Segment Start: TEXT BLOCK
The poem states “At every step you missed, my right ear scraped a buckle”, which can be interpreted as an innocent dance between a child and his drunk father. However, this stanza can actually be understood that the “dance” isn’t all fun and games for the boy, as he’s getting pretty scratched up. The boy is scared of upsetting his father, which is why he still insists on continuing to dance with his tipsy father despite his father constantly hurting him. In the early 20th century, it was common for a father to discipline his kids by beating them with a belt. Punishment like that isn’t explicitly shown in this poem, but the same belt could’ve been used to discipline the boy as well.
Segment End: TEXT BLOCK
Segment Start: DATA
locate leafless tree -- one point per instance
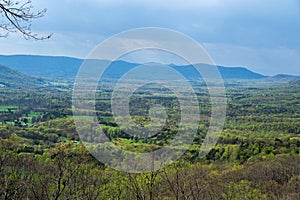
(17, 16)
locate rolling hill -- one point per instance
(10, 78)
(65, 68)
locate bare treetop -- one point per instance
(17, 16)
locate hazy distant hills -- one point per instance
(43, 66)
(10, 78)
(67, 67)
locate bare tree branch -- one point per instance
(17, 17)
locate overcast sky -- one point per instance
(262, 35)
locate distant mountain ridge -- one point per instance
(10, 78)
(60, 67)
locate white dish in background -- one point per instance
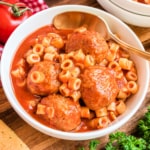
(131, 12)
(44, 18)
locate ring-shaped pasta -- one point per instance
(67, 64)
(46, 41)
(64, 76)
(85, 112)
(75, 95)
(49, 56)
(132, 87)
(79, 56)
(130, 75)
(75, 72)
(74, 83)
(33, 58)
(38, 49)
(120, 107)
(89, 61)
(125, 63)
(50, 49)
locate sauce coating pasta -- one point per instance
(72, 80)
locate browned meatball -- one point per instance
(99, 87)
(43, 78)
(90, 42)
(63, 113)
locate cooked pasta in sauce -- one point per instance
(72, 80)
Segment End: DATA
◆ **LIST OF TASKS**:
1) According to the poem analysis, how did fathers commonly discipline their kids in the early 20th century?
2) Rewrite the poem analysis starting at "The poem states" and ending at "boy as well.", replacing "boy" with "son".

◆ **SOLUTIONS PER TASK**:
1) They beat them with a belt.

2)
The poem states “At every step you missed, my right ear scraped a buckle”, which can be interpreted as an innocent dance between a child and his drunk father. However, this stanza can actually be understood that the “dance” isn’t all fun and games for the son, as he’s getting pretty scratched up. The son is scared of upsetting his father, which is why he still insists on continuing to dance with his tipsy father despite his father constantly hurting him. In the early 20th century, it was common for a father to discipline his kids by beating them with a belt. Punishment like that isn’t explicitly shown in this poem, but the same belt could’ve been used to discipline the son as well.